Professor Canaday receive tourists and students from Ecuador and the world, sharing his research in matters of biology, natural medicine, sustainability and sanitization.

Chris Canaday
Conservationist

Chris is a biologist in the Amazon. He is from California, where he studied Biology and Wildlife Management and learned about the immense biodiversity of the Tropics. After travelling and volunteering in Latin America for a year and a half, he did a masters in Conservation and Development in Latin America at the University of Florida, with a thesis on the impacts of deforestation and oil companies on Amazonian forest birds in the Cuyabeno Reserve of Ecuador. When he came back to Quito to let people know what he had found out, he was offered two jobs in conservation, without looking for them, and decided that this must be a sign that it was time to do conservation and not just talk about it, so he stayed and has helped to protect nature here for over three decades.

He did the fieldwork to help five indigenous communities in the Cuyabeno Reserve to sign cooperative agreements with the Ecuadorian national park service to define their land use rights, while assuring nature conservation.

Together with an indigenous Kichwa bird expert, Jiovanny Rivadeneyra, he measured the deepest recorded impacts on forest birds of anywhere in the world, with birds being affected kilometers into the forest mostly apparently due to the noise, in a project that was actually funded by the same oil company that was making these impacts in Yasuní National Park.
Article: Initial effects of a petroleum operation on Amazonian birds: terrestrial insectivores retreat

He wrote the English and Spanish versions of Common Birds of Amazonian Ecuador [LINK], an introductory bird book illustrated by the amazing physicist, orchid expert, conservationist, and artist Lou Jost.

# EXERCISE TASKS
a – From the profile of Chris Canaday, list every description it gives for Lou Jost, the book's illustrator.
b – Continue the profile of Chris Canaday after its final sentence about the bird book.

# EXTRACTED INFORMATION
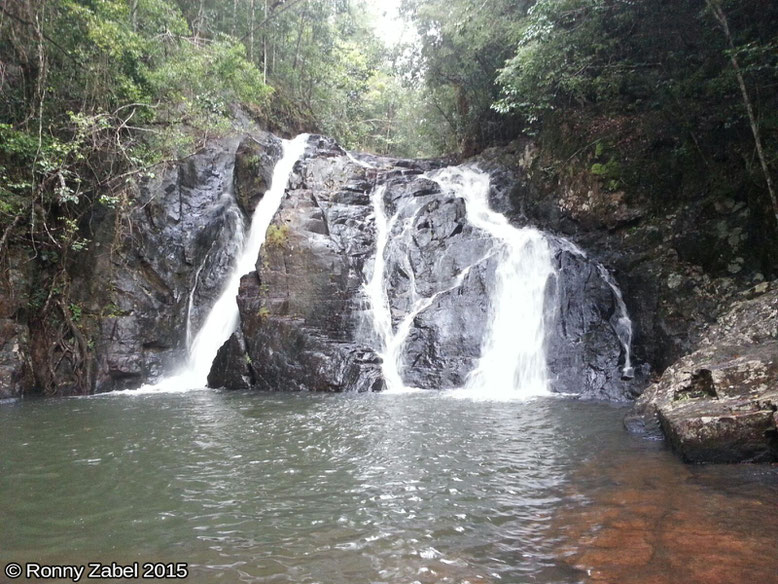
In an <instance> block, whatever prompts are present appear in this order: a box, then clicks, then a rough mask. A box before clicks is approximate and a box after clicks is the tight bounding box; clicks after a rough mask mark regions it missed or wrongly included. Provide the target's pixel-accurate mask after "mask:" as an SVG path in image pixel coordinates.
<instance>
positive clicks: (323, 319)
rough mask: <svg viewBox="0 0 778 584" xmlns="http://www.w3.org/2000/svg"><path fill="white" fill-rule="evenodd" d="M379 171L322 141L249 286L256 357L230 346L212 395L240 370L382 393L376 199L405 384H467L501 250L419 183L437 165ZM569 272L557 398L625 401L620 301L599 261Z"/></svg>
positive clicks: (255, 382)
mask: <svg viewBox="0 0 778 584" xmlns="http://www.w3.org/2000/svg"><path fill="white" fill-rule="evenodd" d="M370 164H371V165H374V166H375V167H377V168H366V167H365V166H363V165H361V164H359V163H358V162H355V161H354V160H353V159H350V158H349V157H348V156H347V155H346V154H345V152H343V151H342V149H340V147H339V146H337V144H335V143H334V142H332V141H331V140H329V139H326V138H321V137H312V138H311V140H310V141H309V144H308V149H307V151H306V155H305V156H304V158H303V160H302V161H300V162H299V163H298V165H297V167H296V169H295V171H294V172H293V174H292V176H291V178H290V181H289V186H288V189H287V192H286V194H285V196H284V199H283V201H282V203H281V206H280V208H279V211H278V212H277V214H276V216H275V218H274V220H273V223H272V224H271V226H270V228H269V229H268V234H267V237H266V240H265V244H264V245H263V247H262V250H261V251H260V257H259V259H258V261H257V265H256V272H253V273H251V274H248V275H246V276H244V277H243V280H242V282H241V287H240V292H239V296H238V304H239V308H240V318H241V332H242V335H243V338H244V339H245V352H244V348H243V345H241V346H238V345H237V344H236V343H235V342H233V340H231V341H230V342H229V343H228V344H227V345H225V347H223V348H222V351H220V354H219V358H217V363H216V364H215V365H214V369H213V370H212V372H211V377H210V378H209V383H210V384H212V385H216V386H228V387H229V386H237V387H242V386H243V384H244V383H245V381H244V380H245V379H247V378H249V377H250V375H249V374H248V373H243V374H241V375H240V376H239V377H240V379H236V378H235V377H234V376H233V377H232V378H230V374H229V370H230V368H233V369H239V370H241V371H250V374H251V376H253V380H254V384H255V386H256V387H259V388H261V389H267V390H312V391H371V390H379V389H382V388H383V387H384V381H383V379H382V375H381V367H380V366H381V363H380V357H379V352H380V349H381V347H380V340H379V339H378V338H377V334H376V332H375V331H374V323H373V322H372V316H371V314H370V304H369V299H368V298H367V295H366V291H365V285H366V283H367V282H368V280H369V279H370V277H371V275H372V272H373V270H374V269H375V254H376V245H377V244H376V237H377V225H376V216H375V212H374V208H373V201H372V200H371V197H372V196H373V195H374V194H375V193H379V194H380V196H382V203H383V209H384V212H385V214H386V219H387V221H388V230H389V232H388V243H387V247H386V249H385V251H384V260H385V264H386V265H385V272H384V278H385V282H386V283H387V284H388V286H387V296H388V302H389V307H390V312H391V319H392V325H393V328H394V329H395V331H396V330H398V329H400V328H403V327H404V328H405V329H407V331H408V335H407V340H406V342H405V344H404V346H403V348H402V351H401V354H402V357H401V362H400V364H399V365H400V367H399V368H400V372H401V376H402V380H403V382H404V384H406V385H408V386H414V387H421V388H429V389H441V388H453V387H460V386H462V385H464V383H465V382H466V379H467V376H468V374H469V373H470V372H471V371H472V370H473V368H474V367H475V365H476V363H477V361H478V359H479V357H480V355H481V345H482V342H483V338H484V334H485V329H486V323H487V320H488V315H489V311H490V306H489V298H490V295H491V292H490V291H491V290H492V289H493V287H494V281H495V269H496V265H497V256H496V254H495V253H494V246H495V241H494V240H493V239H492V237H491V236H489V235H488V234H486V233H485V232H483V231H481V230H479V229H477V228H475V227H473V226H472V225H471V224H470V222H469V221H468V220H467V210H466V205H465V201H464V200H463V199H462V198H460V197H458V196H456V195H455V193H451V192H441V189H440V187H439V185H438V184H437V183H436V182H435V181H433V180H430V179H427V178H424V177H422V176H420V174H421V173H423V172H426V171H429V170H432V169H434V168H435V167H436V163H435V162H421V163H418V164H417V165H416V166H414V165H412V164H410V163H409V162H408V161H396V160H392V159H381V158H377V157H373V158H371V160H370ZM439 165H440V163H437V166H439ZM498 178H499V177H498ZM510 190H511V188H510V180H509V178H506V177H505V176H503V177H502V178H499V180H498V181H497V183H496V184H495V185H493V188H492V193H491V199H492V200H493V201H492V202H493V204H496V205H502V206H503V207H506V208H507V207H508V206H509V203H508V202H506V201H505V198H506V197H507V196H508V194H509V192H510ZM557 262H558V266H557V268H558V271H560V277H559V278H557V279H556V280H555V283H554V285H550V287H549V303H556V304H554V306H553V307H550V309H551V310H552V311H553V310H554V309H556V308H558V309H559V310H560V311H561V312H560V315H561V316H560V317H559V318H558V319H556V320H554V322H553V325H554V326H553V327H552V328H551V330H550V332H549V341H548V342H549V345H550V348H551V350H550V351H549V354H552V355H553V356H552V357H551V358H550V369H551V371H552V374H553V388H554V389H555V390H558V391H563V392H568V393H574V394H577V395H580V396H582V397H586V398H596V399H616V400H623V399H625V398H626V397H628V396H629V395H630V393H629V391H630V388H629V387H628V384H626V383H624V382H623V381H622V380H621V378H620V375H621V365H623V358H624V355H623V350H622V347H621V345H620V343H619V340H618V338H617V336H616V333H615V331H614V329H613V326H612V324H611V322H610V321H611V319H612V317H613V315H614V313H615V300H614V297H613V291H612V290H611V288H610V287H609V286H608V284H607V283H605V282H604V281H603V280H602V278H601V277H600V275H599V272H598V267H597V265H596V264H595V263H594V262H591V261H589V260H587V259H585V258H579V257H574V256H573V255H571V254H567V253H566V252H565V253H562V252H560V253H559V254H558V255H557ZM570 270H572V271H573V272H574V273H571V274H569V275H568V274H567V273H564V274H562V272H565V271H570ZM620 360H621V363H620ZM225 363H230V364H231V365H229V366H225ZM247 363H250V365H248V366H247V365H246V364H247Z"/></svg>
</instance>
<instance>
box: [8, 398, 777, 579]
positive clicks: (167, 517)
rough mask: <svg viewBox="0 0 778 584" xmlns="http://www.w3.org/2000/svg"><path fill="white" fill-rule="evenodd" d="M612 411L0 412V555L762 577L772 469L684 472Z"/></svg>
mask: <svg viewBox="0 0 778 584" xmlns="http://www.w3.org/2000/svg"><path fill="white" fill-rule="evenodd" d="M622 414H623V410H619V409H616V408H612V407H609V406H604V405H597V404H586V403H579V402H574V401H564V400H560V399H540V400H536V401H531V402H507V403H496V402H472V401H468V400H461V399H450V398H449V397H447V396H443V395H438V394H433V393H411V394H401V395H338V396H332V395H329V396H323V395H286V394H256V393H221V392H212V391H203V392H194V393H188V394H162V395H143V396H135V397H128V396H104V397H95V398H87V399H66V400H49V401H26V402H17V403H10V404H9V403H5V404H2V406H0V440H2V444H3V453H2V457H1V458H0V493H2V495H3V496H2V497H0V525H2V529H0V561H5V562H7V561H12V560H13V561H22V562H23V561H37V562H50V563H63V562H64V563H85V562H90V561H103V562H111V561H116V562H130V561H136V560H137V561H147V560H148V561H151V560H161V561H169V562H174V561H182V562H188V563H189V564H190V565H191V566H192V570H191V576H190V578H189V579H188V580H187V581H188V582H214V581H222V582H235V581H242V582H263V583H265V582H295V583H298V582H299V583H313V582H322V583H334V582H339V583H365V582H387V583H406V582H407V583H411V582H420V583H424V584H426V583H433V582H450V583H465V582H470V583H471V584H475V583H486V582H491V583H496V582H543V583H560V584H561V583H565V584H567V583H576V582H586V581H598V582H679V581H684V582H746V581H752V578H753V581H762V582H768V581H770V579H769V577H768V574H770V573H771V574H772V575H773V577H774V575H775V574H776V573H778V571H776V565H777V564H776V562H777V560H776V558H775V554H774V553H770V550H771V549H772V552H774V543H775V535H774V534H775V533H776V527H778V525H776V519H775V517H773V515H775V514H774V513H773V512H772V511H774V500H775V495H776V494H778V493H777V492H776V486H775V485H776V480H775V479H776V476H778V475H777V474H776V472H775V469H773V468H771V467H759V469H758V470H752V468H749V467H726V468H725V469H722V468H721V467H706V468H702V467H685V466H683V465H681V464H680V463H678V462H677V461H676V460H675V459H674V458H673V457H672V456H671V455H669V454H668V453H667V452H665V451H664V449H663V447H662V445H661V444H659V443H650V442H645V441H640V440H638V439H635V438H633V437H630V436H628V435H627V434H626V433H624V431H623V430H622V428H621V416H622ZM733 509H736V510H737V513H733V512H732V510H733ZM771 544H772V547H770V546H771ZM694 550H696V551H694ZM693 551H694V553H693V554H692V552H693ZM755 557H758V558H759V561H755V560H754V558H755ZM691 558H697V559H691ZM757 564H758V565H757ZM714 569H715V570H714ZM706 570H707V571H706ZM769 570H772V572H769ZM713 571H715V573H716V574H717V576H716V577H718V578H719V579H718V580H716V579H713V576H710V574H712V573H713ZM677 574H682V575H683V578H681V579H677V578H675V575H677ZM735 575H738V577H737V578H735ZM709 576H710V578H709ZM741 576H742V577H741Z"/></svg>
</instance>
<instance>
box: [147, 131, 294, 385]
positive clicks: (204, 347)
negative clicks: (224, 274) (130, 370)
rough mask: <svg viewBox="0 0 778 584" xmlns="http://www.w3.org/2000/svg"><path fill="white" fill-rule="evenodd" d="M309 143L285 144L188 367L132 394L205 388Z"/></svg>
mask: <svg viewBox="0 0 778 584" xmlns="http://www.w3.org/2000/svg"><path fill="white" fill-rule="evenodd" d="M307 142H308V135H307V134H301V135H299V136H297V137H296V138H295V139H294V140H284V141H283V153H282V156H281V159H280V160H279V161H278V162H277V163H276V165H275V168H274V169H273V178H272V180H271V185H270V189H269V190H268V191H267V192H266V193H265V195H264V196H263V197H262V199H261V200H260V202H259V204H258V205H257V207H256V209H254V214H253V215H252V218H251V226H250V228H249V232H248V235H246V234H245V233H243V232H241V231H240V230H238V233H237V234H236V237H240V238H241V240H242V241H243V245H242V248H241V252H240V253H239V255H238V257H237V260H236V262H235V266H234V267H233V269H232V271H231V272H230V274H229V276H228V277H227V283H226V284H225V286H224V289H223V291H222V293H221V295H220V296H219V298H218V299H217V300H216V303H215V304H214V305H213V307H212V308H211V311H210V312H209V313H208V316H207V317H206V318H205V321H204V322H203V325H202V326H201V327H200V330H199V331H198V333H197V335H195V337H194V340H193V341H192V343H191V345H190V347H189V355H188V358H187V361H186V363H185V365H184V366H183V367H182V369H181V370H180V371H179V372H178V373H176V374H175V375H173V376H171V377H166V378H164V379H162V380H160V381H159V382H157V383H155V384H153V385H147V386H144V387H142V388H140V390H136V391H135V392H133V393H139V392H140V393H143V392H144V391H145V392H153V391H186V390H189V389H195V388H202V387H205V386H206V383H207V378H208V373H209V371H210V369H211V365H212V363H213V360H214V358H215V357H216V353H217V352H218V350H219V347H221V346H222V345H223V344H224V343H225V342H226V341H227V339H229V338H230V335H232V333H233V332H235V328H236V327H237V324H238V317H239V314H238V304H237V301H236V297H237V295H238V289H239V288H240V279H241V278H242V277H243V276H244V275H245V274H247V273H249V272H250V271H251V270H253V269H254V265H255V263H256V261H257V257H258V256H259V250H260V248H261V246H262V243H263V242H264V241H265V234H266V233H267V228H268V226H269V225H270V222H271V221H272V220H273V216H274V215H275V214H276V211H277V210H278V207H279V206H280V205H281V199H282V198H283V195H284V192H285V191H286V185H287V183H288V182H289V176H290V175H291V174H292V169H293V168H294V165H295V163H296V162H297V161H298V160H299V159H300V157H301V156H302V155H303V153H304V152H305V146H306V144H307ZM187 326H188V325H187Z"/></svg>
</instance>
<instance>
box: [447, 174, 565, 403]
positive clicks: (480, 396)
mask: <svg viewBox="0 0 778 584" xmlns="http://www.w3.org/2000/svg"><path fill="white" fill-rule="evenodd" d="M433 178H434V179H435V180H436V181H437V182H438V184H440V185H441V187H442V188H443V190H444V191H452V192H454V193H455V194H456V195H458V196H461V197H462V198H464V200H465V204H466V206H467V219H468V221H470V223H471V224H472V225H474V226H475V227H477V228H478V229H481V230H483V231H485V232H486V233H488V234H489V235H491V236H492V238H493V239H494V242H495V245H494V248H493V250H492V253H493V254H495V255H496V256H497V261H498V264H497V271H496V274H495V284H494V287H493V289H492V290H491V298H490V314H489V321H488V324H487V329H486V335H485V337H484V340H483V343H482V345H481V358H480V359H479V361H478V364H477V366H476V368H475V369H474V370H473V371H472V372H471V373H470V375H469V377H468V380H467V384H466V385H465V390H466V391H467V393H469V394H471V395H473V396H475V397H489V398H491V399H505V398H518V399H523V398H527V397H532V396H537V395H547V394H548V393H549V381H548V372H547V370H546V352H545V338H546V326H545V325H546V286H547V283H548V279H549V278H550V277H551V276H552V275H553V273H554V268H553V266H552V263H551V250H550V249H549V246H548V243H547V241H546V239H545V237H544V236H543V234H542V233H541V232H540V231H538V230H537V229H533V228H530V227H525V228H521V229H519V228H516V227H514V226H512V225H511V224H510V223H509V222H508V219H507V218H506V217H505V216H504V215H503V214H501V213H497V212H496V211H493V210H492V209H490V208H489V175H488V174H486V173H484V172H479V171H476V170H473V169H468V168H461V167H452V168H447V169H444V170H443V171H440V172H439V173H436V174H435V175H434V176H433Z"/></svg>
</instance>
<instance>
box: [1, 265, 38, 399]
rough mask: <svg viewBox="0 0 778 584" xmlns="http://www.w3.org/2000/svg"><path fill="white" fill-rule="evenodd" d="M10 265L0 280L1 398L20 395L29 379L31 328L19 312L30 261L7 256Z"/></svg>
mask: <svg viewBox="0 0 778 584" xmlns="http://www.w3.org/2000/svg"><path fill="white" fill-rule="evenodd" d="M8 265H9V266H11V267H10V268H9V269H8V270H7V271H6V272H5V274H4V278H3V280H0V399H2V398H7V397H16V396H18V395H21V394H22V393H23V392H24V390H25V388H28V387H29V386H30V384H31V382H32V367H33V365H32V362H31V354H30V353H31V347H30V330H29V327H28V326H27V325H26V324H24V322H23V320H22V318H21V317H22V315H23V312H24V311H25V309H26V308H27V306H26V305H27V300H28V298H29V295H30V292H31V288H30V287H31V275H30V271H29V269H26V267H25V266H28V265H29V260H28V258H27V257H26V255H24V254H15V255H13V256H12V257H10V258H8Z"/></svg>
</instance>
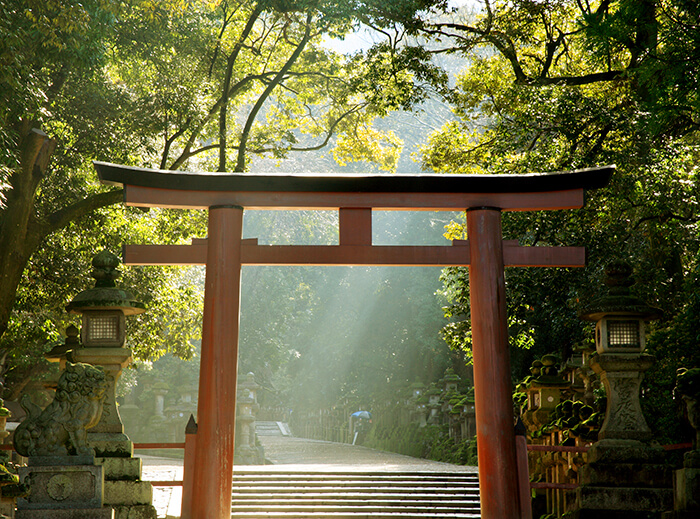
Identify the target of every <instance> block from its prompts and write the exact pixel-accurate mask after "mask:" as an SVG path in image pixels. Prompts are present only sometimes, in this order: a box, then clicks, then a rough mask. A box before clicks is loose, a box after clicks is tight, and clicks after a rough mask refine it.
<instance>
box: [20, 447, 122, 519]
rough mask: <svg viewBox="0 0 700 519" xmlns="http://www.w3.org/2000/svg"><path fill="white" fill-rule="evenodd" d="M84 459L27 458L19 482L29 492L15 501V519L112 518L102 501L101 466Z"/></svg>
mask: <svg viewBox="0 0 700 519" xmlns="http://www.w3.org/2000/svg"><path fill="white" fill-rule="evenodd" d="M71 458H75V459H71ZM83 458H87V457H84V456H70V457H58V456H56V457H50V458H49V457H45V458H42V459H32V458H29V465H28V466H27V467H22V468H20V481H21V482H22V483H24V484H27V485H29V487H30V493H29V495H28V496H27V497H26V498H20V499H18V500H17V514H16V517H17V519H88V518H90V519H114V510H112V508H111V507H109V506H104V502H103V481H104V476H103V471H102V467H100V466H98V465H94V464H90V463H86V462H89V461H91V459H83Z"/></svg>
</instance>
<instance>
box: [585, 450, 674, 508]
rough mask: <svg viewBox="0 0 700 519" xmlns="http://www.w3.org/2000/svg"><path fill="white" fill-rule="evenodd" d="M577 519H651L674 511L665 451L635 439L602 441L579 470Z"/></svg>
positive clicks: (588, 455)
mask: <svg viewBox="0 0 700 519" xmlns="http://www.w3.org/2000/svg"><path fill="white" fill-rule="evenodd" d="M579 483H580V485H581V486H580V487H579V488H578V489H577V490H576V502H577V507H578V510H577V511H576V512H575V513H574V514H572V517H573V518H576V519H579V518H580V519H586V518H595V519H607V518H611V519H612V518H615V519H627V518H635V519H636V518H638V519H642V518H644V519H648V518H652V517H660V515H661V513H662V512H664V511H666V510H670V509H671V508H673V490H672V489H671V467H669V466H668V465H666V463H665V452H664V451H663V449H660V448H652V447H649V446H647V445H645V444H644V443H642V442H639V441H635V440H601V441H598V442H596V443H595V444H593V446H592V447H591V449H590V450H589V451H588V463H587V464H586V465H584V466H583V467H581V469H580V470H579Z"/></svg>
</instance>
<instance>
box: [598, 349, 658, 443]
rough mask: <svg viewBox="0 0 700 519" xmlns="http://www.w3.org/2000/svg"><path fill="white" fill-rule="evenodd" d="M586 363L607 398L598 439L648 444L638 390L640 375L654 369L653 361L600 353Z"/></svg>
mask: <svg viewBox="0 0 700 519" xmlns="http://www.w3.org/2000/svg"><path fill="white" fill-rule="evenodd" d="M590 363H591V369H593V371H594V372H595V373H596V374H597V375H598V376H599V377H600V379H601V380H602V381H603V385H604V386H605V392H606V394H607V397H608V407H607V409H606V411H605V421H604V422H603V425H602V426H601V428H600V432H599V433H598V438H600V439H601V440H603V439H619V440H640V441H648V440H650V439H651V436H652V433H651V429H649V426H648V425H647V422H646V420H645V418H644V414H643V413H642V407H641V404H640V402H639V389H640V386H641V384H642V379H643V378H644V372H645V371H646V370H648V369H649V368H650V367H651V366H653V365H654V357H653V356H651V355H647V354H644V353H600V354H596V355H593V356H592V357H591V361H590Z"/></svg>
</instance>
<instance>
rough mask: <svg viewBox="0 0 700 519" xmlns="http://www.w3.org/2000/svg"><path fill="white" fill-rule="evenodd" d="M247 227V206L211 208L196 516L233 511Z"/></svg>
mask: <svg viewBox="0 0 700 519" xmlns="http://www.w3.org/2000/svg"><path fill="white" fill-rule="evenodd" d="M242 228H243V209H242V208H240V207H212V208H210V209H209V239H208V240H207V258H208V261H207V274H206V281H205V292H204V317H203V320H202V358H201V367H200V375H199V401H198V407H197V425H198V429H197V445H196V449H195V457H196V460H197V462H196V463H195V466H194V471H193V479H194V489H193V492H192V517H193V518H194V519H200V518H201V519H204V518H206V519H229V518H230V517H231V483H232V478H233V445H234V431H235V416H236V413H235V409H236V376H237V370H238V322H239V321H238V318H239V317H238V316H239V307H240V280H241V261H240V246H241V245H240V242H241V233H242Z"/></svg>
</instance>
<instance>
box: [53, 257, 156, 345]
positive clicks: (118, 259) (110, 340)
mask: <svg viewBox="0 0 700 519" xmlns="http://www.w3.org/2000/svg"><path fill="white" fill-rule="evenodd" d="M119 264H120V261H119V258H118V257H117V256H115V255H114V254H112V253H110V252H109V251H106V250H105V251H102V252H100V253H99V254H97V255H96V256H95V257H94V258H93V260H92V267H93V270H92V273H91V275H92V277H93V278H94V279H95V287H94V288H92V289H89V290H85V291H83V292H81V293H80V294H78V295H77V296H75V298H74V299H73V300H72V301H71V302H70V303H69V304H68V306H67V307H66V309H67V310H68V311H69V312H71V313H79V314H82V327H81V334H80V338H81V342H82V345H83V347H87V348H91V347H92V348H122V347H123V346H124V342H125V340H126V316H127V315H134V314H140V313H143V312H144V311H145V309H144V305H143V304H142V303H140V302H138V301H135V300H134V297H133V296H132V295H131V293H129V292H128V291H126V290H123V289H120V288H118V287H117V286H116V283H115V281H116V279H117V278H118V277H119V276H120V273H119V270H118V267H119Z"/></svg>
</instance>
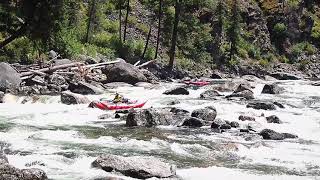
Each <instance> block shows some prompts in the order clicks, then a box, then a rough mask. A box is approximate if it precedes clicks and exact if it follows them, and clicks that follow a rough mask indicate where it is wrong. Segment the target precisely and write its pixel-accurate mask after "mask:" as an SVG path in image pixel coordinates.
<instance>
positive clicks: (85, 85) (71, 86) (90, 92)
mask: <svg viewBox="0 0 320 180" xmlns="http://www.w3.org/2000/svg"><path fill="white" fill-rule="evenodd" d="M69 90H70V91H71V92H73V93H78V94H83V95H88V94H102V93H103V90H102V89H100V88H98V87H96V86H93V85H91V84H89V83H86V82H82V81H80V82H72V83H69Z"/></svg>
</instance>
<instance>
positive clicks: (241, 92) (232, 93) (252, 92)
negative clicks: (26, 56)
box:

# SOLVED TASKS
a – physicist, orchid expert, conservationist, artist

b –
Together with Jiovanny, other friends, and the Tropical Nature Foundation, he helped the Añangu Kichwa Community to establish the most elegant jungle lodge in Ecuador and potentially the world: Napo Wildlife Center [LINK].

For 22 years, he has actively developed, researched, and promoted Ecological Sanitation [LINK] , in particular Urine-diverting Dry Toilets, but also Vegetated Sand Filters and other techniques that allow us to improve sanitary conditions while returning valuable nutrients to productive soils.

For the last 17 years, he has been helping to coordinate the Omaere Ethnobotanical Park, in Puyo, Ecuador [BLOG];[FB Page], which is the most accessible place where people can learn about and experience Amazonian nature and cultures, often with indigenous guides in 15 hectares that were reforested with the most important plants for local cultures. He demonstrates Ecological Sanitation here and also helps his wife, Teresa Shiki, an expert Shuar herbalist, to prepare ancestral natural medicine for many different ailments. His overall goal is to contribute to a sustainable future for people and all of the world’s biodiversity.